→ **Work to complete**
Repeat the lines of the listing below exactly, starting at the line that contains "[segment] palm frond;" and running through the last line, both included, and only those.

━━━━━━━━━━

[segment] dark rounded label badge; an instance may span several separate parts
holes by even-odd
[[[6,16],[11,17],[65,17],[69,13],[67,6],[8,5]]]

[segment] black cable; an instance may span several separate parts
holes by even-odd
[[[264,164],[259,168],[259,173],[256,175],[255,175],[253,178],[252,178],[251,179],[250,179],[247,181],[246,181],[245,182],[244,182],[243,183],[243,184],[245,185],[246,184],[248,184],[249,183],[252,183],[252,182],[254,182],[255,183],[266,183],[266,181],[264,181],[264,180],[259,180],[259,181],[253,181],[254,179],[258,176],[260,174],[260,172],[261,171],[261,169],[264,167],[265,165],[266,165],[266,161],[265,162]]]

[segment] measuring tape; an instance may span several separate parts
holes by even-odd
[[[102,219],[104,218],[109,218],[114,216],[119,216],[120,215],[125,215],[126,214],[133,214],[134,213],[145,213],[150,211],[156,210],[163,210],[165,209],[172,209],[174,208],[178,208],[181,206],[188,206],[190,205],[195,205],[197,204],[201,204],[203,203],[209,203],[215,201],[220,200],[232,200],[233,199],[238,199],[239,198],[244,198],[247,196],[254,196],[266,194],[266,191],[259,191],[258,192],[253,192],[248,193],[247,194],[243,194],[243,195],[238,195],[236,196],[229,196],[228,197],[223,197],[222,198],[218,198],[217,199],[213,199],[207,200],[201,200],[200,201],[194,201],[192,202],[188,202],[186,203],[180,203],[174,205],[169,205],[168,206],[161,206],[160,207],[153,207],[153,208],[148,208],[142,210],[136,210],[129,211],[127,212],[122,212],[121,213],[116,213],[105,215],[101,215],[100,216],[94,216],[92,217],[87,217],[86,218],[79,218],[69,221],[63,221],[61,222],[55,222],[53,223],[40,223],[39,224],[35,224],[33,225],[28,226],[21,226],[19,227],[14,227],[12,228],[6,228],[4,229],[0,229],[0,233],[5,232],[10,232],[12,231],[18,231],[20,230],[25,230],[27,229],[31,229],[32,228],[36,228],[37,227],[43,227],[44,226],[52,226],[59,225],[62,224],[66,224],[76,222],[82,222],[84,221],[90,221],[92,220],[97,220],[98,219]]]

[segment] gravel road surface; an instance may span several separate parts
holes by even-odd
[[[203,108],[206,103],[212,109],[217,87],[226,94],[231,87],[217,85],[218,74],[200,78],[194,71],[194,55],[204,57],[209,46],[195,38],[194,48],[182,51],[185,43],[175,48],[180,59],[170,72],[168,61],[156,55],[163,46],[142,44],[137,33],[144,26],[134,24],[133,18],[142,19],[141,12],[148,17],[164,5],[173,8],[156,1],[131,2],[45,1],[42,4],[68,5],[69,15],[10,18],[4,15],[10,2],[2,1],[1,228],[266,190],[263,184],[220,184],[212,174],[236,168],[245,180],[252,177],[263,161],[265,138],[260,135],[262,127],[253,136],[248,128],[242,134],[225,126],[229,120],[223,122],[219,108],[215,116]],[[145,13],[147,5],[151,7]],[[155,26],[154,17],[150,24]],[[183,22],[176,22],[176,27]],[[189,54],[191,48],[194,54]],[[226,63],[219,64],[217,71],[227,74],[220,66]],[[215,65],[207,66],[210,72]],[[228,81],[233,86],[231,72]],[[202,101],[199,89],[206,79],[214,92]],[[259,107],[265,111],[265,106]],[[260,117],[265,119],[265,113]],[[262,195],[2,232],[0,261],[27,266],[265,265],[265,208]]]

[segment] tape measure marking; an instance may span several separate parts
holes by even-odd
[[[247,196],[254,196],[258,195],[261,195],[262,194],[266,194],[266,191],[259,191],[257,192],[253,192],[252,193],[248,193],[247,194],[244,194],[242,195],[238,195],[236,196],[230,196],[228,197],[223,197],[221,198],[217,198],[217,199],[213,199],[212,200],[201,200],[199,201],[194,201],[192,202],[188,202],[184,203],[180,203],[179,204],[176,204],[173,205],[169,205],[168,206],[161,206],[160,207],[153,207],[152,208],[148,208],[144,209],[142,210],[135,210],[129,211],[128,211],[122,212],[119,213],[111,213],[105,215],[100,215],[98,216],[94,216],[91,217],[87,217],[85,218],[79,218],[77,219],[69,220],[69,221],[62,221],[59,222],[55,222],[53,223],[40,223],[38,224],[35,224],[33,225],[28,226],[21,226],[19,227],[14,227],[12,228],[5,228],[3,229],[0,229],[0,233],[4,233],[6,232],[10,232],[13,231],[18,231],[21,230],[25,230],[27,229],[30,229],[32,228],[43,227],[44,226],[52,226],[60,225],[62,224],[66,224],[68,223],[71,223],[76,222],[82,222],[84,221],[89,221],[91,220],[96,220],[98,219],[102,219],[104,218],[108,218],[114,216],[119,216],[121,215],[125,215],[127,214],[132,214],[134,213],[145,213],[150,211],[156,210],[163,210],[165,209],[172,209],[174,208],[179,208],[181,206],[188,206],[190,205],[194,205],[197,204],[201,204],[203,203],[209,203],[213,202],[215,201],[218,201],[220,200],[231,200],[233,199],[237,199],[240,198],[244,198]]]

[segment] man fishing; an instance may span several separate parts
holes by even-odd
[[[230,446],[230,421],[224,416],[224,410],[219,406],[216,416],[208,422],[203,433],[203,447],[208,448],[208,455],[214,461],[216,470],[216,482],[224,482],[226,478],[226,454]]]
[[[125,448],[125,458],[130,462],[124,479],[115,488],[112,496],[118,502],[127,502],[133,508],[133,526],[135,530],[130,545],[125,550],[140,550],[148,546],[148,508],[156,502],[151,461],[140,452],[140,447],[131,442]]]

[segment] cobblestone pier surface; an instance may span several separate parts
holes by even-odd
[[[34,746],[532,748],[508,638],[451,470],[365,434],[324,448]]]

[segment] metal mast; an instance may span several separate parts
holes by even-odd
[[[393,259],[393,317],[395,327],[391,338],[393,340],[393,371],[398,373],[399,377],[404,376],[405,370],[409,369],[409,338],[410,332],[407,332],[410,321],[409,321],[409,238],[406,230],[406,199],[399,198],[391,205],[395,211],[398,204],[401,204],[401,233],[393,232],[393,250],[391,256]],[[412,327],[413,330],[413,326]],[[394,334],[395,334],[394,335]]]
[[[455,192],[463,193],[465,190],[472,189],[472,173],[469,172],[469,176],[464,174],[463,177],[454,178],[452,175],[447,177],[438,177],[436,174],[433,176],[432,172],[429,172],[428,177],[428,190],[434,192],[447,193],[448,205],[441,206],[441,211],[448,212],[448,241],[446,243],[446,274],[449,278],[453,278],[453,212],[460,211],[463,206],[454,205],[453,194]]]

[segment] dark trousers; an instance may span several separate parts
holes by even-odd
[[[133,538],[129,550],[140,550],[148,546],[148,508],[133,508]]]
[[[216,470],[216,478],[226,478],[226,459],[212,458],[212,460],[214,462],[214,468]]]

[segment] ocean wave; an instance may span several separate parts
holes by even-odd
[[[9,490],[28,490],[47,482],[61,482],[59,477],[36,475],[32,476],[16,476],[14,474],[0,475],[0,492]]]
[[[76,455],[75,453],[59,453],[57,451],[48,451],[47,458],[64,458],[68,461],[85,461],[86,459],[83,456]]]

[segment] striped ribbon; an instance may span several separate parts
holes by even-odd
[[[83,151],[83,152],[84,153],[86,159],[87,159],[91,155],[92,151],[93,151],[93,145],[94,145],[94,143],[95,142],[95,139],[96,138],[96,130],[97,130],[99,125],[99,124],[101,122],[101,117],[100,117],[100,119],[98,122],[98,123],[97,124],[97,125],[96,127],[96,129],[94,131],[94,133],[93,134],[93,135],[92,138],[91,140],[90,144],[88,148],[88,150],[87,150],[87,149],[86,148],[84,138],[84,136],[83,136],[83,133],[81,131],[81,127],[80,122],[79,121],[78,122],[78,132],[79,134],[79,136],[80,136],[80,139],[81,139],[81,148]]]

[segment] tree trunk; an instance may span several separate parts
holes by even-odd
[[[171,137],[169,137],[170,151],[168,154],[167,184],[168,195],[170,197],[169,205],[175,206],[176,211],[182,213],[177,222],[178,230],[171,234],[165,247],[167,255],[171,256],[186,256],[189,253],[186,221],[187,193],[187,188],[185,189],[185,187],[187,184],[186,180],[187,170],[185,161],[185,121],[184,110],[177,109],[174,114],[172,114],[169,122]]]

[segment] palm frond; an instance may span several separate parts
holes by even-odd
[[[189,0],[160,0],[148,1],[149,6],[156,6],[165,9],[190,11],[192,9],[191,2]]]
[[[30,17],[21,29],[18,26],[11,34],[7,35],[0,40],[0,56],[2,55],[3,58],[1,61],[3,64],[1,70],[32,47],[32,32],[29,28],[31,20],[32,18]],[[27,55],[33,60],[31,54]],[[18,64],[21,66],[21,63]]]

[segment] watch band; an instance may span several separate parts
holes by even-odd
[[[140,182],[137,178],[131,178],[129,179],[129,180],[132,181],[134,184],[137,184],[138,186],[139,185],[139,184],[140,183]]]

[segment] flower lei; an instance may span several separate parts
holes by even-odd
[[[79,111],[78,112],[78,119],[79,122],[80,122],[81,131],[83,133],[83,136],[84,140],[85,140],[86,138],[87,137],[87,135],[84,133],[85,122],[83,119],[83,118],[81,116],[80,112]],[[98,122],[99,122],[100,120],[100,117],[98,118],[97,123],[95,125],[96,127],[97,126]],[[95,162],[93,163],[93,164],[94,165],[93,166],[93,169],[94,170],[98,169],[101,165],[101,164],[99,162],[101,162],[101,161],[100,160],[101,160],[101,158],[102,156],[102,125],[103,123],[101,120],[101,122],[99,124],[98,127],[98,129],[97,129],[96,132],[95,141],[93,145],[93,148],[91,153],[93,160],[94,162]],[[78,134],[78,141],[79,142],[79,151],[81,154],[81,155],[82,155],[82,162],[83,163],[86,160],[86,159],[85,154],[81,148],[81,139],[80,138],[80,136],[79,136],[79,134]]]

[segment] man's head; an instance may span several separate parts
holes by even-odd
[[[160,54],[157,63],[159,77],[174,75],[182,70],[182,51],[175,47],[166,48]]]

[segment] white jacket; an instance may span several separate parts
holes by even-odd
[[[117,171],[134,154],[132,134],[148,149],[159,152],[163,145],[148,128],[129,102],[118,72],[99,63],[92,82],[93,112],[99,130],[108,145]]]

━━━━━━━━━━

→ **Written answer**
[segment] palm frond; an instance may span several separate parts
holes by even-odd
[[[189,0],[160,0],[148,1],[149,6],[156,6],[165,9],[190,11],[192,9],[191,2]]]
[[[30,17],[21,29],[18,26],[11,34],[7,35],[0,40],[0,56],[2,55],[3,58],[1,61],[3,64],[1,70],[32,47],[32,32],[29,28],[31,20],[32,18]],[[27,55],[33,60],[31,54]],[[18,64],[21,66],[21,63]]]

[segment] watch band; an instance may span several separate parts
holes by even-odd
[[[140,182],[137,178],[131,178],[129,179],[129,180],[132,181],[134,184],[137,184],[138,186],[139,185],[139,184],[140,183]]]

[segment] flower lei; an instance may span several separate parts
holes by even-odd
[[[79,111],[78,112],[78,119],[79,122],[80,122],[81,131],[83,133],[83,136],[84,140],[85,140],[86,138],[87,137],[87,135],[84,133],[85,122],[83,119],[83,118],[81,116],[80,112]],[[98,122],[99,122],[100,120],[100,117],[98,118],[97,123],[95,125],[96,127],[97,126]],[[95,162],[93,163],[93,164],[94,165],[93,166],[93,169],[94,170],[98,169],[101,165],[101,164],[99,162],[101,162],[101,161],[100,160],[101,160],[101,158],[102,156],[102,125],[103,123],[101,120],[101,122],[99,124],[98,127],[98,129],[97,129],[96,132],[95,141],[93,145],[93,148],[91,153],[93,160],[94,162]],[[78,134],[78,141],[79,142],[79,151],[81,154],[81,155],[82,155],[82,162],[83,163],[86,160],[86,159],[85,154],[81,148],[81,139],[80,138],[80,136],[79,136],[79,134]]]

[segment] man's head; an instance may span several separate parts
holes by even-odd
[[[160,54],[157,63],[159,77],[174,75],[182,70],[182,51],[175,47],[166,48]]]

[segment] white jacket; an instance may span several separate parts
holes by even-odd
[[[117,171],[134,154],[132,134],[148,149],[159,152],[163,145],[148,128],[129,102],[118,72],[99,63],[92,82],[93,112],[99,130],[108,145]]]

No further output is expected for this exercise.